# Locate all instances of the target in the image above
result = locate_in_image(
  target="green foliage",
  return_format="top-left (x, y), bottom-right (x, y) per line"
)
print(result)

****

■ DO THIS ■
Give the lines of the entries above as a numbered list, omitting any blank lines.

■ FINAL ANSWER ■
1. # Locate all instances of the target in the image above
2. result = locate_in_image(
3.   target="green foliage",
4.   return_format="top-left (x, y), bottom-right (x, y) per line"
5. )
6. print(result)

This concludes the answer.